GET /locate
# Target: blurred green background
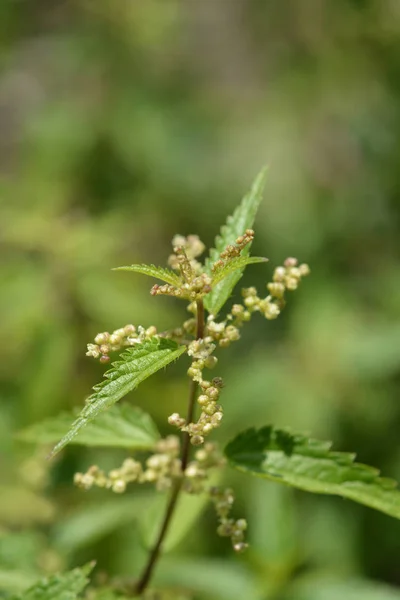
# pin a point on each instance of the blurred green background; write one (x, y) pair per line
(123, 122)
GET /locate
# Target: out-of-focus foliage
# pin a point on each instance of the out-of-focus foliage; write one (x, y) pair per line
(123, 122)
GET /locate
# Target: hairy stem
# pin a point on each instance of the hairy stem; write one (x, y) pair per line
(155, 552)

Job:
Reproduce every line of the entries above, including the GET lines and the lines starting with "#", but leave out the picture placeholder. In each answer point, shift both the x and y coordinates by adding -18.

Full output:
GET /locate
# Target: blurred green background
# pin a point on each instance of the blurred green background; write one (x, y) pair per line
(105, 104)
GET /locate
# Target: out-of-focus foliage
# pin a point on each instance of the out-of-focus foliage; write one (x, y) pair per line
(105, 104)
GET /locate
# Target: hairy stem
# pin a point on each instance of the hairy stem; write one (x, y) pair per line
(137, 534)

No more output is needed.